» **Problems to solve**:
A: Answer these questions from the court report on the terrorism case:
(i) How many men pleaded guilty to terrorist charges last week?
(ii) Where was Khan secretly recorded?
(iii) In which court was the prosecution case heard?
B: Update the court report on the terrorism case. Begin at the words "Last week the" and stop after "Crown Court heard.". Replace "Islamic school" with "religious school".
C: Take the court report on the terrorism case further, starting from where it stops.

A gang of Al Qa'ida inspired extremists were trying to recruit British radicals for terrorist training in Pakistan, a court heard today.
Last week the nine predominantly UK-born men pleaded guilty to terrorist charges. While four conceded their part in a plot to bomb the Stock Exchange, three others pleaded guilty to funding fire arms training camps.
Today, as he outlined the prosecution case before sentencing, Andrew Edis QC said two of the men - Nazam Hussain, 26 and Usman Khan, 20 - were planning to visit Kashmir in January 2011
Khan was secretly recorded at his home in Stoke-on-Trent, talking about plans for a training camp, which was to be disguised as a legitimate "madrassa" or Islamic school, Woolwich Crown Court heard.
Suggesting the terrorists could live on jobseeker's allowance, Khan was heard trying to persuade an unknown man to fly out to the camp in Kashmir, as the only options were "victory, martyrdom or prison".
"There's three things brothers can do - first is funding, second is getting brothers to go there, third is inciting, which everyone could do in their own community," he said.
"It is also quite clear that the hope is that there will be a significant number of UK citizens who will attend there," Mr Edis explained. "When running a training camp of this kind, the prosecution say,
they create a risk that they themselves or other graduates of it will commit acts of terrorism wherever they find themselves to be, using the skills they have acquired."

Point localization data
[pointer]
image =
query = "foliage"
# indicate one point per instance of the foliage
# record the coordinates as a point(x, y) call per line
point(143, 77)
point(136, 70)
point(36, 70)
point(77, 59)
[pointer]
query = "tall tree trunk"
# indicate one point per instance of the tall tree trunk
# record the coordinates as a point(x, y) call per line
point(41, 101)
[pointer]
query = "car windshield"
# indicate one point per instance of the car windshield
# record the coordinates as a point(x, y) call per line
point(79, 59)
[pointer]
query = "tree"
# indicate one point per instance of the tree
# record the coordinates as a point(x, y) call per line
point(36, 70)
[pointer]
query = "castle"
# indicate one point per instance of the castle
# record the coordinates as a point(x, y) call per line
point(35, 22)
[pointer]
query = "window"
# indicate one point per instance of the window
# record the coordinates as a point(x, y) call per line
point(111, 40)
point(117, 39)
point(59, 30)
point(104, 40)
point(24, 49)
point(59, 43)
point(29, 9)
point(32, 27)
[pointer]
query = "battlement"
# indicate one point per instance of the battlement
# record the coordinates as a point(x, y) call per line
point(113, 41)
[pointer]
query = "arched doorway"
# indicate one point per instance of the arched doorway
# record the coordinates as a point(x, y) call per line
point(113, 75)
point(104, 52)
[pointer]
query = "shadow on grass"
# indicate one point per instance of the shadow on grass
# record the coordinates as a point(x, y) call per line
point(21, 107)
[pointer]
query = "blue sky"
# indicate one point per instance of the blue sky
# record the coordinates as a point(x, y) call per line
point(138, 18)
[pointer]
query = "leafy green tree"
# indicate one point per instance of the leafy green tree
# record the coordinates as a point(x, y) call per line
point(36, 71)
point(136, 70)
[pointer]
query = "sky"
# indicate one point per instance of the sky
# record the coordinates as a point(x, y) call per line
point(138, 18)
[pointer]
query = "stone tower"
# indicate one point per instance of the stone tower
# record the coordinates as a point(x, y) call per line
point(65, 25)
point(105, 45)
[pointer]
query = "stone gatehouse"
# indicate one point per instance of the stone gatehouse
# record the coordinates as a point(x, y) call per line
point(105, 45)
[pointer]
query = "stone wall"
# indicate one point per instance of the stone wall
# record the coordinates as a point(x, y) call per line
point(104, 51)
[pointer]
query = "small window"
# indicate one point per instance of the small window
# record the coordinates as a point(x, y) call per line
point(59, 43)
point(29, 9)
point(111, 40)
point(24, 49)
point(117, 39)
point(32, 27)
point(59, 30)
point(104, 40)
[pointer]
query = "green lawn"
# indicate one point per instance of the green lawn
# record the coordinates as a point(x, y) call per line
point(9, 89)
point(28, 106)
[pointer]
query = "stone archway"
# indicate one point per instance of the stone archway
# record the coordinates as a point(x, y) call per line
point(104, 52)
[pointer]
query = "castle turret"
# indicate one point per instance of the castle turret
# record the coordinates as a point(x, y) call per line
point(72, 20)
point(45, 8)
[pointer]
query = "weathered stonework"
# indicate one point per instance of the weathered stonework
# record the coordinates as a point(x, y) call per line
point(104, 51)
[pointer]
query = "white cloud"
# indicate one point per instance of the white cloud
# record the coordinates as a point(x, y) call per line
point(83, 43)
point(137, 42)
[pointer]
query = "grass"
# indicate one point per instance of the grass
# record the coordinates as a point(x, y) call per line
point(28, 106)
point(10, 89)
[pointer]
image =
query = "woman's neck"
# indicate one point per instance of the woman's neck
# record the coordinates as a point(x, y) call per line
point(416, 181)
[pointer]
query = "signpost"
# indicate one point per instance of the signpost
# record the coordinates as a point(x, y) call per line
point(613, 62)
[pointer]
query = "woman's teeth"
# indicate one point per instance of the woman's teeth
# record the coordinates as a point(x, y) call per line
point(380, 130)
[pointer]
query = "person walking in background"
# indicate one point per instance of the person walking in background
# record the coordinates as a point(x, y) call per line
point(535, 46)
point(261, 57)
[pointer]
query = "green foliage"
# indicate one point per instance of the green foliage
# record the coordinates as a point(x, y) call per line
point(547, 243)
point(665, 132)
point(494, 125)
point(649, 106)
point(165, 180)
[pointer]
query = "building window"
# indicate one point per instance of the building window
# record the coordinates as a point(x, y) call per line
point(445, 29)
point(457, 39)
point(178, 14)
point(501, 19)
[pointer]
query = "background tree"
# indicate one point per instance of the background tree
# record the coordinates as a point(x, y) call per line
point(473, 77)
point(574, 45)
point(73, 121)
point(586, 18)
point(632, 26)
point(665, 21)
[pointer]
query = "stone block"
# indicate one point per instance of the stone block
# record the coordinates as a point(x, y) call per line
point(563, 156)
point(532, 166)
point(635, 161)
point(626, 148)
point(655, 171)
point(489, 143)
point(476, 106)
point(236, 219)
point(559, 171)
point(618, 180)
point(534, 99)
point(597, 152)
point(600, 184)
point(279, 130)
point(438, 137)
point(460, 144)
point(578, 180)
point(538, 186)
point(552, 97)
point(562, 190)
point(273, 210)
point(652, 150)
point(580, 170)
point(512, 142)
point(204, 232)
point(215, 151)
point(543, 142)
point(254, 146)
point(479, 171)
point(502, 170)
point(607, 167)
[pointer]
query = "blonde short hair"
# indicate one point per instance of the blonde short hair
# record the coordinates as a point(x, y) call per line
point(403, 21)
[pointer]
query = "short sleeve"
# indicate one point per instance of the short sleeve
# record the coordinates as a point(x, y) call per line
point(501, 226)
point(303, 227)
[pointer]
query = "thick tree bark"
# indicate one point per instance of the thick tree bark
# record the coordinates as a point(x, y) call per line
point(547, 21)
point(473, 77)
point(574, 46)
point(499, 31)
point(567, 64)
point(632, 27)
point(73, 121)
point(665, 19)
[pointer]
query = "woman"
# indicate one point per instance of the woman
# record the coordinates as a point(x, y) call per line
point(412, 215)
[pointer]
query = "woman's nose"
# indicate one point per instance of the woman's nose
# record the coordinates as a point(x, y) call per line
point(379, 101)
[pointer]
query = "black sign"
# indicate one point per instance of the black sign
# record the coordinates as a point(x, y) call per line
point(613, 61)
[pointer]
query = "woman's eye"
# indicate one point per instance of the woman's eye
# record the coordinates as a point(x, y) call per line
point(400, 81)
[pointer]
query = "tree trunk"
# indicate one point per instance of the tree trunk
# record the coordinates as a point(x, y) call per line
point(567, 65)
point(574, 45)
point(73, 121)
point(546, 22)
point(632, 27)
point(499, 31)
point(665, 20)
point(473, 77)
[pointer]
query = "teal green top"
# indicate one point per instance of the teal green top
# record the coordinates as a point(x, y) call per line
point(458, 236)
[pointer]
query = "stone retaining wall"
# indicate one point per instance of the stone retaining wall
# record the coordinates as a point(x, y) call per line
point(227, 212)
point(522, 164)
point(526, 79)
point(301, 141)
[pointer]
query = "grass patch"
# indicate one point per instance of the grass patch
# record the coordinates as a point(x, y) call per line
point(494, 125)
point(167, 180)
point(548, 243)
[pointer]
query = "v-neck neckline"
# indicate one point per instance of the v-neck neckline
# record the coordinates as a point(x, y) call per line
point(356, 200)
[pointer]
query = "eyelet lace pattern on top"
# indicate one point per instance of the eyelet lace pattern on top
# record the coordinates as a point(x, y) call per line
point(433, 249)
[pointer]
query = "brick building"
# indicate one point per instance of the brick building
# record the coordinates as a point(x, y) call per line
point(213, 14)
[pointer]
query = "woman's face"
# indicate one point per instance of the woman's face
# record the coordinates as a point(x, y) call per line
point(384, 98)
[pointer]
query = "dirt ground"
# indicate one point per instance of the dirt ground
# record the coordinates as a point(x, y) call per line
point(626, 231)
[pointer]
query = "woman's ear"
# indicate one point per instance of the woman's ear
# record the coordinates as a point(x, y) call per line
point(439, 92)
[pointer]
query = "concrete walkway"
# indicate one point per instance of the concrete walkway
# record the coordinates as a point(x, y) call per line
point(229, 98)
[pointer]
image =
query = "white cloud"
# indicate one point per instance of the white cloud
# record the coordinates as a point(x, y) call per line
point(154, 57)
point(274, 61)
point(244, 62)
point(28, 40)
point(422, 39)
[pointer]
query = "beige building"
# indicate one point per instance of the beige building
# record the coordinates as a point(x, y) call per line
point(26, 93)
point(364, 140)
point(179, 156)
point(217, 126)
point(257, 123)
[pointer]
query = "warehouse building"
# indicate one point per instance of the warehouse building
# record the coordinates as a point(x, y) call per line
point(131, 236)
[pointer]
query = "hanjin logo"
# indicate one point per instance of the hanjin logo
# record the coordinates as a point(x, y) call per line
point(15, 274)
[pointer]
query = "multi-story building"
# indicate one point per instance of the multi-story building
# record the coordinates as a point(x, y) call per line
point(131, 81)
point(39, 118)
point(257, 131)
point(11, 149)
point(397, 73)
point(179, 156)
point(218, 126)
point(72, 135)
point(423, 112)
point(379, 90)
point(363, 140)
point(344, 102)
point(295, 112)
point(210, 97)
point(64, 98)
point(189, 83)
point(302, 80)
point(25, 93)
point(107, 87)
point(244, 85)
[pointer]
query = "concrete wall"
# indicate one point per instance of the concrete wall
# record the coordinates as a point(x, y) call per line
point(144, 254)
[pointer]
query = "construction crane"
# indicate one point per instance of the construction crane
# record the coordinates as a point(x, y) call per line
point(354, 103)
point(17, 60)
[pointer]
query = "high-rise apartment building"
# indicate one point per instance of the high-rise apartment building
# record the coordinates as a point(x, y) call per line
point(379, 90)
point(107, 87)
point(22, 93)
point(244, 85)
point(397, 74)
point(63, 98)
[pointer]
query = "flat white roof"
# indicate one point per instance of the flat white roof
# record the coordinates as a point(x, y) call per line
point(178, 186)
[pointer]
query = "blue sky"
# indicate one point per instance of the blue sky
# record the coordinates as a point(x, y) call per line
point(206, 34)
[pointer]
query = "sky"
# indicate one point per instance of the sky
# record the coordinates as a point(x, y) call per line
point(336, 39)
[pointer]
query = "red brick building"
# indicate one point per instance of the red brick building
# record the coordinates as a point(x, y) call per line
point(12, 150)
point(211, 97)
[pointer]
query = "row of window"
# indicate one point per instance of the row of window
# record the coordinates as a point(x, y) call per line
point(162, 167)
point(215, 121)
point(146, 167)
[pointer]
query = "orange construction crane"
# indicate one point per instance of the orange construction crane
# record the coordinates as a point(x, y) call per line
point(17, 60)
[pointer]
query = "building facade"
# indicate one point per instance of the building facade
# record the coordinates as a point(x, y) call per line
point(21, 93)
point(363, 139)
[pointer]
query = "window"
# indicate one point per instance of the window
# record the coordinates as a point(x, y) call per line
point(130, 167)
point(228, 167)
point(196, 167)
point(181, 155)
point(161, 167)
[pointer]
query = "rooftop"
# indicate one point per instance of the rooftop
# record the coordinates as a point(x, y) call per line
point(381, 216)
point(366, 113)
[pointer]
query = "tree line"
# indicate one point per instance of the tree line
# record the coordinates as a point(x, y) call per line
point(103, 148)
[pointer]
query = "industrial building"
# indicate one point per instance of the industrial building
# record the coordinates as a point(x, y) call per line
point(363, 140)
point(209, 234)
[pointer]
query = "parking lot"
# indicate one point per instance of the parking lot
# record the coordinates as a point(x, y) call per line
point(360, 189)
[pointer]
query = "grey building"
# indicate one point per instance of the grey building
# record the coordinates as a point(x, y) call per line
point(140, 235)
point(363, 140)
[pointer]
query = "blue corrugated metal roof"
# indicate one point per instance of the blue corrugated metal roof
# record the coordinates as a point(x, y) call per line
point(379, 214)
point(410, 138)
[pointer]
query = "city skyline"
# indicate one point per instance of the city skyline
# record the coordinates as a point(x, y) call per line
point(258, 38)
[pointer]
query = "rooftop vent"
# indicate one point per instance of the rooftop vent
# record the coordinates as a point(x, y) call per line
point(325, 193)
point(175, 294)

* * *

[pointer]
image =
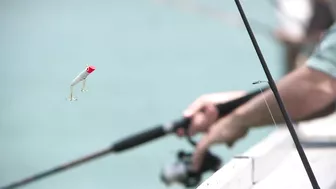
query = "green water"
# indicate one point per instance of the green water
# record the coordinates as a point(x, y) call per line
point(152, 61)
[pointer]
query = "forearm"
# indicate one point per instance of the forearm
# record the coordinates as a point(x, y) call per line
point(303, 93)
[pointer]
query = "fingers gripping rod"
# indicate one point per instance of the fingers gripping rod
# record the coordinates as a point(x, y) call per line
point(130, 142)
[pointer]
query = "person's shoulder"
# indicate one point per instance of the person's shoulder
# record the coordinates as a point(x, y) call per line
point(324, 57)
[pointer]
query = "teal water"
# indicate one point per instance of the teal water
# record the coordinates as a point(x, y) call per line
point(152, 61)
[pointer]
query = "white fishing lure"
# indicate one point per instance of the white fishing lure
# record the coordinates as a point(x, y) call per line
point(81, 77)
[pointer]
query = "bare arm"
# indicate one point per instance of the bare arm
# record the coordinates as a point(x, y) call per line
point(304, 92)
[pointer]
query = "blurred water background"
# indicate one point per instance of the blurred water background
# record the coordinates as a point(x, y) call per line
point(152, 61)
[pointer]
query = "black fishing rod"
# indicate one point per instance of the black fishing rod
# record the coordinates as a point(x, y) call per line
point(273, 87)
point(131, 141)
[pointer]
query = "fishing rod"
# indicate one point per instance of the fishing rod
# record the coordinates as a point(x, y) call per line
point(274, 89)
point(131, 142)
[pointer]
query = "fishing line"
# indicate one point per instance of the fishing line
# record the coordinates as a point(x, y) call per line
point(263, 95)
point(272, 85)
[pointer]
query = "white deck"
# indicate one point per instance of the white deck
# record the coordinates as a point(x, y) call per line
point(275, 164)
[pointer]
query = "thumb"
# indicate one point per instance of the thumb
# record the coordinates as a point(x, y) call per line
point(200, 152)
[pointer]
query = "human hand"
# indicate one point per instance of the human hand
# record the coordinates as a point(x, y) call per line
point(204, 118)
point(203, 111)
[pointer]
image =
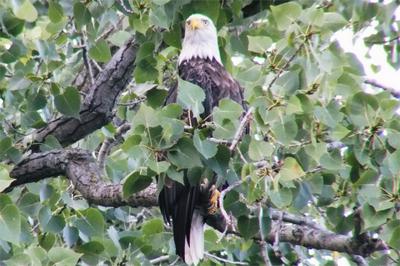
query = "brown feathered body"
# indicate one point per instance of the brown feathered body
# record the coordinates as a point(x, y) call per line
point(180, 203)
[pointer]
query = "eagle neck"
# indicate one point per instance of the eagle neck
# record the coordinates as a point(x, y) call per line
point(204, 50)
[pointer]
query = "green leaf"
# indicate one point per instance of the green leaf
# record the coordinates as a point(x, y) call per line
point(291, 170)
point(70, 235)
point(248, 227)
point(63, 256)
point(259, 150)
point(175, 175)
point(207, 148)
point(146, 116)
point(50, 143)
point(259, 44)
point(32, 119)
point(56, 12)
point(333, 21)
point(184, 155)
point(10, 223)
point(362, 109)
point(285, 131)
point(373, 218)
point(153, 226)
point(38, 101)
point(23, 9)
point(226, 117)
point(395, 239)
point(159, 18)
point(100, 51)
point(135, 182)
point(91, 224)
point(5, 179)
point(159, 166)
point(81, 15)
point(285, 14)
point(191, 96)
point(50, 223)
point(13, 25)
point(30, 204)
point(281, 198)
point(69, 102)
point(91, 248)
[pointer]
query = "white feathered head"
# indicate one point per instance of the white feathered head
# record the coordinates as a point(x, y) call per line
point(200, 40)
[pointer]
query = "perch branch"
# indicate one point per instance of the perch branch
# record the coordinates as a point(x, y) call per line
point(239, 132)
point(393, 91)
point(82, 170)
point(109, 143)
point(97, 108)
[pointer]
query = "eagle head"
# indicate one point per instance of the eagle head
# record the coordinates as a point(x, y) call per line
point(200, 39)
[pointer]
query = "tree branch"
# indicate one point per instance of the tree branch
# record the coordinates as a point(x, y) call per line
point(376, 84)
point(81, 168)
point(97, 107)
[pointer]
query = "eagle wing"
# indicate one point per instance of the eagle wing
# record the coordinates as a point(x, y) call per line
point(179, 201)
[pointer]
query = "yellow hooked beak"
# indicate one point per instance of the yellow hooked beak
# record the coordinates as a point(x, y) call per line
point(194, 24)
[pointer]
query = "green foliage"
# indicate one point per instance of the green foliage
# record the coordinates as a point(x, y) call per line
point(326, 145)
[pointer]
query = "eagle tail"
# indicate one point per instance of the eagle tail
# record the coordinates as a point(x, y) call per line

» **List of answers**:
A:
(i) Nine.
(ii) At his home in Stoke-on-Trent.
(iii) Woolwich Crown Court.

B:
Last week the nine predominantly UK-born men pleaded guilty to terrorist charges. While four conceded their part in a plot to bomb the Stock Exchange, three others pleaded guilty to funding fire arms training camps.
Today, as he outlined the prosecution case before sentencing, Andrew Edis QC said two of the men - Nazam Hussain, 26 and Usman Khan, 20 - were planning to visit Kashmir in January 2011
Khan was secretly recorded at his home in Stoke-on-Trent, talking about plans for a training camp, which was to be disguised as a legitimate "madrassa" or religious school, Woolwich Crown Court heard.

C:
At the start of mitigating evidence Christopher Blaxland QC, for Mohammed Chowdhury, 22, said his Bangladeshi client, who had a stammer and suffered from thyroid cancer in 2006, was inspired by Islamic extremists in the UK and attended "headline-catching, deliberately provocative" demonstrations, including one on Remembrance Day where poppies were burned.
Despite being immersed in jihadi rhetoric, he insisted: "Ultimately the likelihood that he would have actually done something is frankly extremely remote."
Last week Chowdhury along with fellow Londoner Shah Rahman, 29, as well as Abdul Miah, 25, and Gurukanth Desai, 30, both from Cardiff, admitted to intending to commit an act of terrorism by planning to plant an explosive device at the London Stock Exchange.
Khan and Hussain along with Mohammed Shahjahan, 27, all from Stoke-on-Trent admitted to preparing acts of terrorism by attending meetings to discuss attacks as well as fund raising to support sending British men to training camps in Kashmir.
Omar Latif, 28, from Cardiff, pleaded guilty to attending meetings at which terrorist attacks were discussed while Mohibur Rahman, 27, from Stoke-on-Trent, admitted owning copies of Inspire magazine.
The judge, Mr Justice Wilkie, indicated that he expects to pass sentence on Thursday.